**REQUEST:** How many lines in the listing below contain the string "beige", matching case exactly? Reply with the number alone.

**MATERIAL PROVIDED:**
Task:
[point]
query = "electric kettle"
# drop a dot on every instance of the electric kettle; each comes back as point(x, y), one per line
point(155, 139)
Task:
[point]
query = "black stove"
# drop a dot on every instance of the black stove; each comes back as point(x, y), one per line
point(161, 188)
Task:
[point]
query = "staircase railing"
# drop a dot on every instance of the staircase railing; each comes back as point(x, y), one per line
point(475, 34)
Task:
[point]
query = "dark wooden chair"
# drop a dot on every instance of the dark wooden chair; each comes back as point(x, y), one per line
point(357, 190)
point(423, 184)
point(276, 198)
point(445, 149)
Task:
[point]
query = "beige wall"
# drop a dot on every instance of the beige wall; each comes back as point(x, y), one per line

* * *

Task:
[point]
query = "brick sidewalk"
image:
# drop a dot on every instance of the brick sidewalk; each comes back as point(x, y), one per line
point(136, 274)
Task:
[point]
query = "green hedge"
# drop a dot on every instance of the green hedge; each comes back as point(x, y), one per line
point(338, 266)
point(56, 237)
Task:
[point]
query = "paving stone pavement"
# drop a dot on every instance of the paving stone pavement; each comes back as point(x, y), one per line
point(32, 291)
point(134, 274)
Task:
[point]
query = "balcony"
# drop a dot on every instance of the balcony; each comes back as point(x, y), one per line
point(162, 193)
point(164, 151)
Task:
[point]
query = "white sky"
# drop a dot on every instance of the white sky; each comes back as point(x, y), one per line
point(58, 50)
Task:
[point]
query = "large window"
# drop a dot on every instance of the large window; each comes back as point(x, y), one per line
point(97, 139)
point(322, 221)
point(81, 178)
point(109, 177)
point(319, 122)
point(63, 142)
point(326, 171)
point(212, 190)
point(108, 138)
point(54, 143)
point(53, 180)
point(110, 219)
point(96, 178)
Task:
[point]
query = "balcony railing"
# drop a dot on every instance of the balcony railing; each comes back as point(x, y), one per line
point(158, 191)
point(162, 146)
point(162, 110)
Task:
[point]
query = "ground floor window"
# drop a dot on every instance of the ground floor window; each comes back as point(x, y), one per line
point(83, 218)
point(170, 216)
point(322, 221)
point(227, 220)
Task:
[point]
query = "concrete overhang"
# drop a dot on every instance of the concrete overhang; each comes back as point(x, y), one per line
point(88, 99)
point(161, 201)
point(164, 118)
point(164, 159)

**SOLUTION FOR THIS TASK:** 2